▶ **Required work**
Report every line of the material below that contains the word "blue", and treat case as significant.
+++ Data for this exercise
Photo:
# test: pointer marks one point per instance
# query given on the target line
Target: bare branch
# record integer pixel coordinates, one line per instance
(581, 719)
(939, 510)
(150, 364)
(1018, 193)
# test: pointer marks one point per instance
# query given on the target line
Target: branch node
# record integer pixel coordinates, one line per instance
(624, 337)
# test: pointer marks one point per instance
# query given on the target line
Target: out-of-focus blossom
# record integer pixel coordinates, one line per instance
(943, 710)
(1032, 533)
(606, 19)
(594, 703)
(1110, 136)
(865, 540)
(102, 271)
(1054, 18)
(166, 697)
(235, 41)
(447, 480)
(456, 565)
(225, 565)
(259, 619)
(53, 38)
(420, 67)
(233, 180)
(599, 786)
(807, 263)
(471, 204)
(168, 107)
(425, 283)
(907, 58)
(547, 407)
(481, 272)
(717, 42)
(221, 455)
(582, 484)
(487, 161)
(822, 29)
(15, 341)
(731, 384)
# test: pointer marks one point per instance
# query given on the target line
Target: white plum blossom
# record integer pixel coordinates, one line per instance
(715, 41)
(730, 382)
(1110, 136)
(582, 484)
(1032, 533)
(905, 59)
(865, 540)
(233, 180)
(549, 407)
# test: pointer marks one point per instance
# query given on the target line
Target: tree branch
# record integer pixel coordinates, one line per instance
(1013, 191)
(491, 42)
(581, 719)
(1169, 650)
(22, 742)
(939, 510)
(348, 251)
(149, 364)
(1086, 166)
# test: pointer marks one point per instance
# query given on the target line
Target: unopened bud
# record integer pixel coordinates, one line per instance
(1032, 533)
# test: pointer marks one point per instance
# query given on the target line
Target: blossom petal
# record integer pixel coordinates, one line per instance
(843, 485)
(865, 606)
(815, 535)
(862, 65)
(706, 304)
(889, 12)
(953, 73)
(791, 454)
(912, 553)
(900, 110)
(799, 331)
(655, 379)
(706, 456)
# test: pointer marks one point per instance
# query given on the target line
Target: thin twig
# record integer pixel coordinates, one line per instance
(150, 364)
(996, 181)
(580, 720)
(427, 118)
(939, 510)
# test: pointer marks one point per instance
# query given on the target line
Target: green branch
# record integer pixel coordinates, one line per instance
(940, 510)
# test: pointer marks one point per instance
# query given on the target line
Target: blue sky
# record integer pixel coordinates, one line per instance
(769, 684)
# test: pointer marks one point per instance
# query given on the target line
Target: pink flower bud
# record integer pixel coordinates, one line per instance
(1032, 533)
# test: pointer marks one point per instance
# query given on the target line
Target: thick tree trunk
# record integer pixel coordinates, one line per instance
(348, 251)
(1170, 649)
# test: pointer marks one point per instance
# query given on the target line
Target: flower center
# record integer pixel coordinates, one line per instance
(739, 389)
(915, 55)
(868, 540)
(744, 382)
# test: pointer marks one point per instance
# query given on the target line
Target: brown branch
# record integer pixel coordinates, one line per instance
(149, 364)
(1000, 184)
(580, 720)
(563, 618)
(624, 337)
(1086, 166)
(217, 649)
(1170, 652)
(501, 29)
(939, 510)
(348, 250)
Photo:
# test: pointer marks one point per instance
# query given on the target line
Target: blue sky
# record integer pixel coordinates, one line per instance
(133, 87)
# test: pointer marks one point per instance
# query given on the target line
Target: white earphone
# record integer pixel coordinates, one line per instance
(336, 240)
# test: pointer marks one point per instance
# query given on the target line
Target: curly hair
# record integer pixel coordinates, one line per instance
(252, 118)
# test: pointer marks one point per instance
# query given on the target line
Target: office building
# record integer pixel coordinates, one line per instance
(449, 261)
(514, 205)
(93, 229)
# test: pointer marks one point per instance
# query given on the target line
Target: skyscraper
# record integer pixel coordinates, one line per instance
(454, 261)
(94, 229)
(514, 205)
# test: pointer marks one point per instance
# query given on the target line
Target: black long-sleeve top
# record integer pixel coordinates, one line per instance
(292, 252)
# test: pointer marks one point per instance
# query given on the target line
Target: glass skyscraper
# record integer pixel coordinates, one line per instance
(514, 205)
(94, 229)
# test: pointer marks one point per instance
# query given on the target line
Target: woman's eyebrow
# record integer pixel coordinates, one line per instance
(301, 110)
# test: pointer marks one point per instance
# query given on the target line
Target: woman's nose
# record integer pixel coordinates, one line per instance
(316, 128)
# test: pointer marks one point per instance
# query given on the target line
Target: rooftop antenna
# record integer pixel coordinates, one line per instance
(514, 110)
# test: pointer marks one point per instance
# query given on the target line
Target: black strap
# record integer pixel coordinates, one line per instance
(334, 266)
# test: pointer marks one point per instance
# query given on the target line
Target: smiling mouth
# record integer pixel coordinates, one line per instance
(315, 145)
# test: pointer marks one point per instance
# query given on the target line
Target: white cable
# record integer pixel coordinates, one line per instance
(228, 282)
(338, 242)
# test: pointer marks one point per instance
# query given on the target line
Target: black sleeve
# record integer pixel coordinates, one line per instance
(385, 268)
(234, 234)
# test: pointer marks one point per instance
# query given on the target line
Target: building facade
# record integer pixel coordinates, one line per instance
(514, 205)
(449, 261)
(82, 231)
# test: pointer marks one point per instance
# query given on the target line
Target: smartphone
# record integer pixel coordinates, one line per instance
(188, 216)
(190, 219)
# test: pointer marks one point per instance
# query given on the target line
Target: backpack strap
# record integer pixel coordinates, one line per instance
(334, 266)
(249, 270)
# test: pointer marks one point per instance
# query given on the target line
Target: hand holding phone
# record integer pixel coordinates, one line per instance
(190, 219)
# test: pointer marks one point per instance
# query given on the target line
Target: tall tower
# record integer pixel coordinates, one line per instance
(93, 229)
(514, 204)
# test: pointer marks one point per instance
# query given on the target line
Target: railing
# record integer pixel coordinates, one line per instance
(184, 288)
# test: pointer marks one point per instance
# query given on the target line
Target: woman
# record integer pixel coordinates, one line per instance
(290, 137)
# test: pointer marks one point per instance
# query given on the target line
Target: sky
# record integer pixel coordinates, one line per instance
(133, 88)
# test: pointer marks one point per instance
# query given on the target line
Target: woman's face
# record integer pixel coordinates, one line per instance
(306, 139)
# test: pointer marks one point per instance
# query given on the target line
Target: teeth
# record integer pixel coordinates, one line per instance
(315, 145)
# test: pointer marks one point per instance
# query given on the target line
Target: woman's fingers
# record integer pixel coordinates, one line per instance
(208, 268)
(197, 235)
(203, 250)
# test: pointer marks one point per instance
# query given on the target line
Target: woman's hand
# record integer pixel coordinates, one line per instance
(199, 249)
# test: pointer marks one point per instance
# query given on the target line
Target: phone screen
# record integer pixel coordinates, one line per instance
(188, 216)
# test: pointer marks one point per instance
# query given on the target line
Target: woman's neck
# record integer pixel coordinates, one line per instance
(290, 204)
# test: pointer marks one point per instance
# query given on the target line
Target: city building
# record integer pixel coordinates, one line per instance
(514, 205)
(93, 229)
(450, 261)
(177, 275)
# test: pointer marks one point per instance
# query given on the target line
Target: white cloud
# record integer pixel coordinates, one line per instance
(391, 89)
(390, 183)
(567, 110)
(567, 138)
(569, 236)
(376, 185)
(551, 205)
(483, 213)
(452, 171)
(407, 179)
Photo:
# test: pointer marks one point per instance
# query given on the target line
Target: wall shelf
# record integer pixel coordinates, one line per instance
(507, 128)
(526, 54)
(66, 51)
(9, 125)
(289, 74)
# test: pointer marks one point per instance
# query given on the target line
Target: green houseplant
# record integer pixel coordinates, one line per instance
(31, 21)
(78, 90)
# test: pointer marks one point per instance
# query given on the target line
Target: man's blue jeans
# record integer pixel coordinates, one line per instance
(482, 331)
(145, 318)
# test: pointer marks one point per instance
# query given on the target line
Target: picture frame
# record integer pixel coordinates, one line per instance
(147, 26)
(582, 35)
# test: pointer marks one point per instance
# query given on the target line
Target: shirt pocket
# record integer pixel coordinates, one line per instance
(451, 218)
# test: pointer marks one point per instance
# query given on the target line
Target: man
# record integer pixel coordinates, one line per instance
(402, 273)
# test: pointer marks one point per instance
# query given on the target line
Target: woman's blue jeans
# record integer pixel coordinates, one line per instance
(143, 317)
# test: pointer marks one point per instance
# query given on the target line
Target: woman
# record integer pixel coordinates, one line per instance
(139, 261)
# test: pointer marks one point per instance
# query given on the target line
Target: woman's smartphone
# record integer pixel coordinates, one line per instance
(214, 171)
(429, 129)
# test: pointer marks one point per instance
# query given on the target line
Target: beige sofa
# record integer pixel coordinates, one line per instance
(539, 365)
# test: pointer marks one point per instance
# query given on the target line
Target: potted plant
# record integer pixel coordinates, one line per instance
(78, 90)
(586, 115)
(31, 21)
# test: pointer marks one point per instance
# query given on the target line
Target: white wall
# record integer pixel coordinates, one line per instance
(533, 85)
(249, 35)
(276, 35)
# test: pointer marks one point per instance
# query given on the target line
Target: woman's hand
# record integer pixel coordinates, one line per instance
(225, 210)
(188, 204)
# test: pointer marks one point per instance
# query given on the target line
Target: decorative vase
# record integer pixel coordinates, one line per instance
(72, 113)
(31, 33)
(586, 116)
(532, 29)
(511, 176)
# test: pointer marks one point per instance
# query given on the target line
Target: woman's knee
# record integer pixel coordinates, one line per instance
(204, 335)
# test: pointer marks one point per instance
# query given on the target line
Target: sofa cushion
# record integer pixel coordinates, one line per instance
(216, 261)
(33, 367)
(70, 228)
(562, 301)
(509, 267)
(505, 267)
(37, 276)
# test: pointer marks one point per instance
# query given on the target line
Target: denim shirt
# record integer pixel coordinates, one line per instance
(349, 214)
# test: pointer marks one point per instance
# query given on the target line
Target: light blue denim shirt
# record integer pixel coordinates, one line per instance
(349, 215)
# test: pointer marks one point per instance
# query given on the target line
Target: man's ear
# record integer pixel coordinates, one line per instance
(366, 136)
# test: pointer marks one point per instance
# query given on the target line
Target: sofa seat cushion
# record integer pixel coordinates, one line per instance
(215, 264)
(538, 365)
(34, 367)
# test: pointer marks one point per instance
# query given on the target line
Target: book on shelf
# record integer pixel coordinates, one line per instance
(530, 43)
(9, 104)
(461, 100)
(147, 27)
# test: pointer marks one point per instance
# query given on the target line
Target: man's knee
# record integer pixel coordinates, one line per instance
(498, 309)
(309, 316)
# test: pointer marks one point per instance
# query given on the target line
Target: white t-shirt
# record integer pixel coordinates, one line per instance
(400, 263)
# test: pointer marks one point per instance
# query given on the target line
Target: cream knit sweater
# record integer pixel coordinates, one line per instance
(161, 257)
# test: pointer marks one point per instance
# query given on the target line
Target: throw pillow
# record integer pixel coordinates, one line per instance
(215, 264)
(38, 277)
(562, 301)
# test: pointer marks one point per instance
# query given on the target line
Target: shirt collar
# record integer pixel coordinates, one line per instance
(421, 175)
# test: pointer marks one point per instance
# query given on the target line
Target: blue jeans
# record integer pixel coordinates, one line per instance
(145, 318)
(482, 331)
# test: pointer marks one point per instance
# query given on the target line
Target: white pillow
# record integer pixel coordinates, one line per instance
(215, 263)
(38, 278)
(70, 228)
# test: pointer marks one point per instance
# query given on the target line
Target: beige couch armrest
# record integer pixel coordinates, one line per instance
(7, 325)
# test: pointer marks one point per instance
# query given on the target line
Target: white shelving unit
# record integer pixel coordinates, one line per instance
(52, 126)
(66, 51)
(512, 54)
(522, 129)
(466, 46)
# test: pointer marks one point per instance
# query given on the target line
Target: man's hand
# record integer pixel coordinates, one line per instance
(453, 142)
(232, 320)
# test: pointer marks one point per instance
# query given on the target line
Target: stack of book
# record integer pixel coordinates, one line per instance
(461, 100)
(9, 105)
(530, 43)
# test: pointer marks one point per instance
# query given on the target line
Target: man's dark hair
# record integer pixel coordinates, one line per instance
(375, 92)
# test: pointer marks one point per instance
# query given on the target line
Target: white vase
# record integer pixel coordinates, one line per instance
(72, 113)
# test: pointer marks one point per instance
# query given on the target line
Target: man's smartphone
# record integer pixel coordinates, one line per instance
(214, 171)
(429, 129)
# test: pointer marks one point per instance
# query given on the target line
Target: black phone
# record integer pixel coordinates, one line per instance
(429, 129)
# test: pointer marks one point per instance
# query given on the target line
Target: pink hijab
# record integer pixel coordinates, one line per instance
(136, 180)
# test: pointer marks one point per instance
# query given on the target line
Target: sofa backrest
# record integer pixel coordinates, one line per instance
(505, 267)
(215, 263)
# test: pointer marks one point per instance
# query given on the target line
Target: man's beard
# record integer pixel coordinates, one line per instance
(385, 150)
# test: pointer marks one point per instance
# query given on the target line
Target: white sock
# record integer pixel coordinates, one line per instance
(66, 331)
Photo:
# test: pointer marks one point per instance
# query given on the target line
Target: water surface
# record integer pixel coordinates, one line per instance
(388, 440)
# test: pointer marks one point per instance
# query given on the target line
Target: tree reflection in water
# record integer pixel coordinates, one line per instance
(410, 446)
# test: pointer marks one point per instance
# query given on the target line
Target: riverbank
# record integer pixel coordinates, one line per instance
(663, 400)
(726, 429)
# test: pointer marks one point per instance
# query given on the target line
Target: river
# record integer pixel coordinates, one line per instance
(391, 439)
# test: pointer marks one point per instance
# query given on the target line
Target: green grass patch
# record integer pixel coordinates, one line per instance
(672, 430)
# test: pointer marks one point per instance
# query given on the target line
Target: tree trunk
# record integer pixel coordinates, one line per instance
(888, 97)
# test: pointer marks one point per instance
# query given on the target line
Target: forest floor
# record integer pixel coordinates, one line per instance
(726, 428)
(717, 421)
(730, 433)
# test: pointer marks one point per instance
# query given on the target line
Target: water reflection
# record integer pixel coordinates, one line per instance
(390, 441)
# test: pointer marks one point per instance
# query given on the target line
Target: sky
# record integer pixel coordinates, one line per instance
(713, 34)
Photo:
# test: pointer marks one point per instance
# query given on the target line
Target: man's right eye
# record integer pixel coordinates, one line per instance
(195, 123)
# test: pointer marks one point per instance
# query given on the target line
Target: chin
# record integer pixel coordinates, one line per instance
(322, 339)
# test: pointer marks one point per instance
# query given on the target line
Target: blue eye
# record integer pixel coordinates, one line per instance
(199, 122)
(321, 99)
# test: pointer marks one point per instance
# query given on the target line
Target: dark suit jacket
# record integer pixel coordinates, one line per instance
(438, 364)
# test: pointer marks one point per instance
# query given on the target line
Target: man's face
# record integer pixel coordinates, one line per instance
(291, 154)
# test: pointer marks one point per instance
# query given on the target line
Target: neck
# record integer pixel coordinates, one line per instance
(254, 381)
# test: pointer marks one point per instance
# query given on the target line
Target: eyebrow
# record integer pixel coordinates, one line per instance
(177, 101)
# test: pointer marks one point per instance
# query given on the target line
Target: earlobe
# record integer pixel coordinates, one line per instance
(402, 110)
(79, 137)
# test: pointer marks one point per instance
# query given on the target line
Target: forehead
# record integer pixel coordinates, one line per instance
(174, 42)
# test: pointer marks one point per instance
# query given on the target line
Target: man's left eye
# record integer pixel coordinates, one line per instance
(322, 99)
++++++
▶ **Exercise solution**
Target: blue sky
Target: blue sky
Target: man's blue jeans
Target: woman's blue jeans
Target: light blue denim shirt
Target: blue jeans
Target: blue eye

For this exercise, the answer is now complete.